◆ **Material provided**:

-*-

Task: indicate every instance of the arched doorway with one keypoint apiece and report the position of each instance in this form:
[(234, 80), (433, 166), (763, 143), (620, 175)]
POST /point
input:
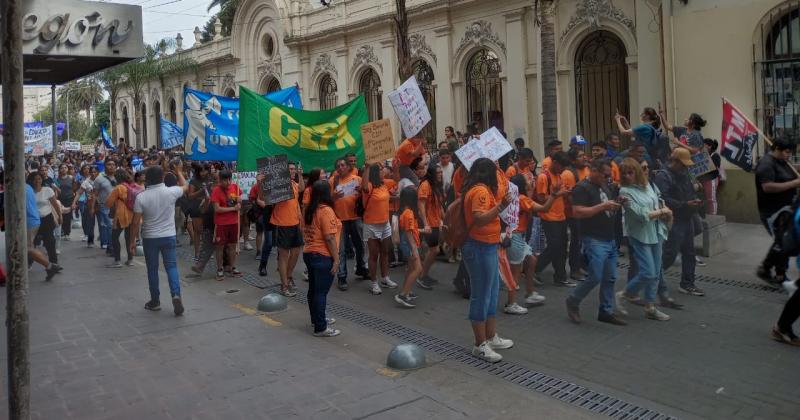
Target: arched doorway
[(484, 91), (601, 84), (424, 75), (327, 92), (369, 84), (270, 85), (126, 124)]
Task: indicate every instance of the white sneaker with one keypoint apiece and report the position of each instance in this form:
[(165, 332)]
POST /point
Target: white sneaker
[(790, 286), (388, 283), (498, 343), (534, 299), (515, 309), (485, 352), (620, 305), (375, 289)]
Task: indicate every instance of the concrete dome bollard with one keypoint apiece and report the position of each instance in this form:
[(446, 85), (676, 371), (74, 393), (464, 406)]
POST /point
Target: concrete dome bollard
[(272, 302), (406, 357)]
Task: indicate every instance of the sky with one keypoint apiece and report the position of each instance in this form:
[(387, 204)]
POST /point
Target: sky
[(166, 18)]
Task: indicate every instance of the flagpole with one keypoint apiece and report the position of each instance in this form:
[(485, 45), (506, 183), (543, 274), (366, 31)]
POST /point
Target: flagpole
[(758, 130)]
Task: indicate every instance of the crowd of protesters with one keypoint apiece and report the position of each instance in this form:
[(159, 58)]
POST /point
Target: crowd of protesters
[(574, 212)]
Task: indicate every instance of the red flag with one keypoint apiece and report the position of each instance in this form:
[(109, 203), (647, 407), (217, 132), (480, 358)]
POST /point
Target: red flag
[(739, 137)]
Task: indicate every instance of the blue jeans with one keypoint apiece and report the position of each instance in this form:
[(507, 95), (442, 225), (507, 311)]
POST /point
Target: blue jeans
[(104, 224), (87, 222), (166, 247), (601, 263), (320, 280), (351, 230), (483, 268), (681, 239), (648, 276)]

-*-

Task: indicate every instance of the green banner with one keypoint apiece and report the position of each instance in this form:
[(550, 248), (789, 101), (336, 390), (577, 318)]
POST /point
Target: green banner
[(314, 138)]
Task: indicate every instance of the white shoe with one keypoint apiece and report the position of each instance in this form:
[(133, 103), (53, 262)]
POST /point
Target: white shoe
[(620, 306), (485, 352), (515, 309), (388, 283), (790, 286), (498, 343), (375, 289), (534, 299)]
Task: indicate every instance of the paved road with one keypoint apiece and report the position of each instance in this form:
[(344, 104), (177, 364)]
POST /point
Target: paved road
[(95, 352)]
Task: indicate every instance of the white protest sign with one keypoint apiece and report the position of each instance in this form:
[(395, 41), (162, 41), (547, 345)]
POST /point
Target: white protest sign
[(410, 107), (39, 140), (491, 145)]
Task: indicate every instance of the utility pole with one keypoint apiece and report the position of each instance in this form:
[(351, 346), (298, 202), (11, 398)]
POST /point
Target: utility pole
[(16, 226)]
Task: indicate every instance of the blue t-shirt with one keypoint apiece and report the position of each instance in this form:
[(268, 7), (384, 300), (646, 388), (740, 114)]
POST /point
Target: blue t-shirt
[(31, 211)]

-*-

◆ **What this task involves**: Write out exactly the run of lines above that starts at the line containing "Task: indicate every instance of the arched" and ends at the line containing "Task: indicate every instance of the sky". Include both, and leave the pictures out.

◆ **Answer for the task**:
Task: indicate every instance of the arched doorway with one keypoint apiece and report the position of each instance in this form:
[(234, 80), (433, 166), (763, 143), (620, 175)]
POST /point
input:
Target: arched doorway
[(484, 91), (601, 84), (424, 75), (327, 92), (369, 84), (270, 85), (126, 124)]
Task: indicate every instance of the white sneaker with one keypoint apiece and report the position of each instance in this form:
[(165, 332)]
POST /point
Target: white sneaker
[(790, 286), (388, 283), (498, 343), (534, 299), (515, 309), (485, 352), (620, 305), (375, 289)]
Task: indicate every instance of the concrete dome bollard with one keypoint apiece and report the position of each instance in this form:
[(446, 85), (676, 371), (74, 393), (464, 406)]
POST /point
Target: concrete dome bollard
[(272, 302), (406, 357)]
Task: indicate every instance of the sky with one keypoint apiece and report the position of each instance in this form:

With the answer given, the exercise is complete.